## [Reading text]

--- Start ---

By contrast, degraded systems are often highly resistant to change, Shaver added.

To show how the assessment works, he pointed to a case study of a gravelly site in Chihuahua Desert in Mexico. The site had nearly continuous grass cover, small bare gaps, low shrub density, no rills, pedestals or terracettes, high soil aggregate stability and was well developed. But disturbances such as overgrazing, a summer drought, water rills and a lack of fire caused an increase in bare ground, loss of soil surface horizon, adding to a low water holding capacity, meant there was no grass establishment.

“With no action the process of degradation means you may never recover from the losses,” he said.

Counteracting the increase in bare ground with grazing management factors of intensity, frequency and timing is one management technique that can reverse cover losses.

One thing all plants need is water, Shaver noted. Using the first letters to form an acronym, he discussed ways to manage water when it falls on rangeland.

--- End ---

## [Written request 1]
Please edit the listing from the line with "Worker instructions: the category to annotate is pew." through the end of the listing, replacing "carefully" with "closely" wherever it appears and leaving everything else unchanged. Give back only those lines.

## [Dataset content]
--- Start ---

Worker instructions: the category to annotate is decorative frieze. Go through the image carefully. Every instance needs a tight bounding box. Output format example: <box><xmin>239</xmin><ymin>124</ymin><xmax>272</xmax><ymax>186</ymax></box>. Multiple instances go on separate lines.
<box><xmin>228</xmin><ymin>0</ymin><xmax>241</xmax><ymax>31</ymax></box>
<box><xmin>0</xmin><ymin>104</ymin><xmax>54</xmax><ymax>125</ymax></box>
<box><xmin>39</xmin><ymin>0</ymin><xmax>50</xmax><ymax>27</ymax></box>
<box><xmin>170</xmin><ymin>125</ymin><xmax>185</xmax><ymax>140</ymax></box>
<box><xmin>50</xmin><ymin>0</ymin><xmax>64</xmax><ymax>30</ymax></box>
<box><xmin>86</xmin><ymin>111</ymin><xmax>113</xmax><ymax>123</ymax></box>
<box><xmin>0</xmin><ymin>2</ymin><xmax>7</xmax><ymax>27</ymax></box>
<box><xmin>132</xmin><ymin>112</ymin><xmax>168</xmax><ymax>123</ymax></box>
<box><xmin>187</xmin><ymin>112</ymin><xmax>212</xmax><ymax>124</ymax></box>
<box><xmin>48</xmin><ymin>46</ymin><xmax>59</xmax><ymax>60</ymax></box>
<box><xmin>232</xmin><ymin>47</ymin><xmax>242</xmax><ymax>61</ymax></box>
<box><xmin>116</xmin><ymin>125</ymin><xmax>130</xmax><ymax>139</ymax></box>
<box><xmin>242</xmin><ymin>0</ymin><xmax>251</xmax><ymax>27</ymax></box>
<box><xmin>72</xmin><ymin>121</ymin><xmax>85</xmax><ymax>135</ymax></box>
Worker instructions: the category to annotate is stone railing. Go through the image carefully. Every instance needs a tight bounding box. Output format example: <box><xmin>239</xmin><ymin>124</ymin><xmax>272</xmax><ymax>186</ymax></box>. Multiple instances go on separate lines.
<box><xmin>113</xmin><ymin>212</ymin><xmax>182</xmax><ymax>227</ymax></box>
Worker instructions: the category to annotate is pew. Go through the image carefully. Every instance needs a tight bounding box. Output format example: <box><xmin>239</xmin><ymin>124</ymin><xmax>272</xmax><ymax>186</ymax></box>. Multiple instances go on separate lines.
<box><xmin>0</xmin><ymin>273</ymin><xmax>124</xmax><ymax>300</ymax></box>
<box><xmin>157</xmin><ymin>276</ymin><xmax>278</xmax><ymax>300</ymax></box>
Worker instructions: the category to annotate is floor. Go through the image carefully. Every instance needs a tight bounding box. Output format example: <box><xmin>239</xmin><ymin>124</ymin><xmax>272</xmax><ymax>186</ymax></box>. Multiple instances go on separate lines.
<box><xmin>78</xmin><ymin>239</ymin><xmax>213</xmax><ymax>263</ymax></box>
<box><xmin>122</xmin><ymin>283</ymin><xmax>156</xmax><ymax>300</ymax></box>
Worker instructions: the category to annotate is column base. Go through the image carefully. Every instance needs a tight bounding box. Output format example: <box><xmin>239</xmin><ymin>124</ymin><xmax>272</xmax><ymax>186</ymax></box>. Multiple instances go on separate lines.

--- End ---

## [Written request 2]
Continue the text about rangeland assessment and water management from where it stops.

## [Task output 1]
Worker instructions: the category to annotate is pew. Go through the image closely. Every instance needs a tight bounding box. Output format example: <box><xmin>239</xmin><ymin>124</ymin><xmax>272</xmax><ymax>186</ymax></box>. Multiple instances go on separate lines.
<box><xmin>0</xmin><ymin>273</ymin><xmax>124</xmax><ymax>300</ymax></box>
<box><xmin>157</xmin><ymin>276</ymin><xmax>278</xmax><ymax>300</ymax></box>
Worker instructions: the category to annotate is floor. Go through the image closely. Every instance needs a tight bounding box. Output format example: <box><xmin>239</xmin><ymin>124</ymin><xmax>272</xmax><ymax>186</ymax></box>. Multiple instances go on separate lines.
<box><xmin>78</xmin><ymin>239</ymin><xmax>213</xmax><ymax>263</ymax></box>
<box><xmin>122</xmin><ymin>283</ymin><xmax>156</xmax><ymax>300</ymax></box>
Worker instructions: the category to annotate is column base. Go through the image closely. Every instance needs a tight bounding box. Output format example: <box><xmin>239</xmin><ymin>124</ymin><xmax>272</xmax><ymax>186</ymax></box>. Multiple instances go on separate lines.

## [Task output 2]
“W — increase infiltration of the water,” Shaver began. “Air — we can manage air by increasing leaf surface to get more carbon dioxide. Temperature — we can insulate the plant crown to increase vegetation. Energy — sunlight we can increase leaf surface to enhance chlorophyll development. Raw materials — again we need to increase infiltration to access nutrients.”

Shaver noted there is a new version of “Interpreting Indicators of Rangeland Health” coming out next year.

“Version 4 was released in 2005 and Version 5 went to the printers last week for 2020,” he said.

Soil in the Sandhills

Dana Larsen, who recently retired from the NRCS and now works for her family’s ranch, Broken Heart Livestock at Thedford, Neb., shared her experiences during the session, “Managing a Sandhills ranch with an eye to soil health.”

“For the last 30 years I thought I was talking about soil health,” Larsen said. “One of the most significant things that came out of this is if we are talking about soil health, where do we put the thermometer?”

The Larsens have leased the Thedford area ranch since 2015 from the Dave and Loretta Hamilton family. The ranch covers Thomas and Cherry counties and includes 60 pastures, where the average size is a section. Together with her husband, two sons and interns, Larsen said they manage 1,100 mother cows and 350 yearlings.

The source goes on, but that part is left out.